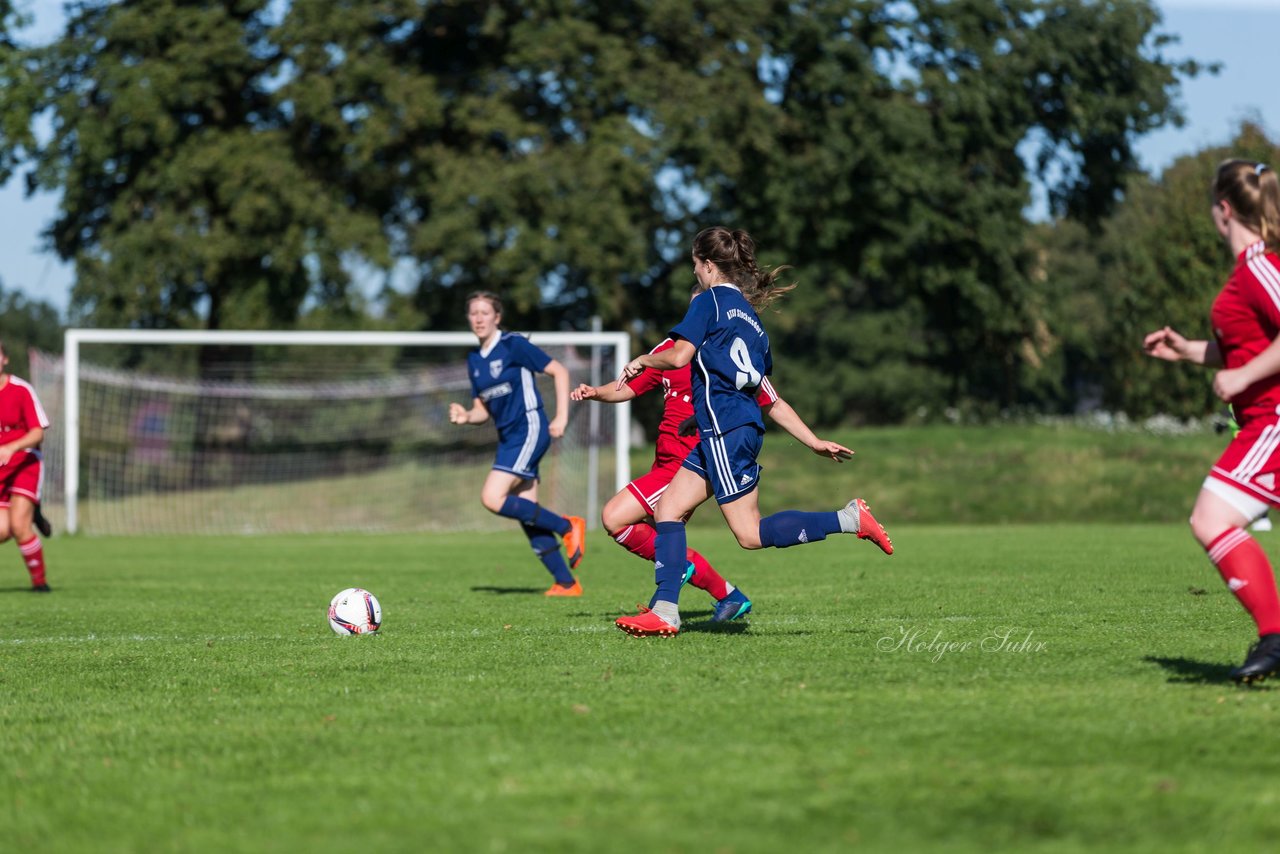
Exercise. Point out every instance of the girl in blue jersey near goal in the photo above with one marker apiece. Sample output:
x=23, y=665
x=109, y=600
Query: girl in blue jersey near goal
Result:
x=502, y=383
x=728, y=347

※

- _TO BE DONE_
Reproduce all of the material above except the picture, with every line of the request included. Offset each x and y coordinate in the answers by -80 and leave the sample coordinates unchanged.

- _EXERCISE RESULT_
Exercise. Point out every instance of the girl in blue jersey near goal in the photo above with one marker apiece. Sample output:
x=23, y=665
x=109, y=600
Query: girl in blue jersey near goal
Result:
x=422, y=303
x=648, y=267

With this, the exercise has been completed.